Source extract:
════
How Will I Receive Prenatal Care If My Ob-Gyn Office Closes?



How Will I Receive Prenatal Care If My Ob-Gyn Office Closes Due to COVID-19?

Many pregnant women who are expecting are wondering what will happen if their ob-gyn’s office closes for good or temporarily closes due to the COVID-19 outbreak. Also, with many physicians limiting the number of patients they’re allowing to come in, which removes the ability to schedule an in-person, non-urgent consultation, patients are worrying if they will still have access to the same care they enjoyed before. However, by changing in-person meetings to over-the-phone meetings, physicians are adapting to the crisis and caring for their patients’ health care needs. Changing appointments that don’t need ultrasounds to virtual or phone meetings will help hundreds of thousands of patients stay safe as we collectively weather this storm.

Dr. Helliwell, MD, FACOG, FACS, FAACS, and Board Certified OB/GYN at Advanced Women’s Health Center, understands that many pregnancy consultations and checkups mainly require answering questions and listening to the patients concerns. Appointments early on during pregnancy are often all about physicians making sure their patients have the answers they need, which is why they can turn those kinds of appointments into over-the-phone appointments.
════
Provided material:
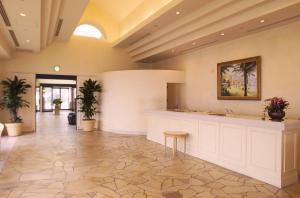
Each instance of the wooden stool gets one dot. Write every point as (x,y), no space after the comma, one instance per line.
(175,135)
════
Task instructions: In the article on prenatal care during office closures, which appointments does the text say can be changed to virtual or phone meetings?

Result for this task: Appointments that do not need ultrasounds.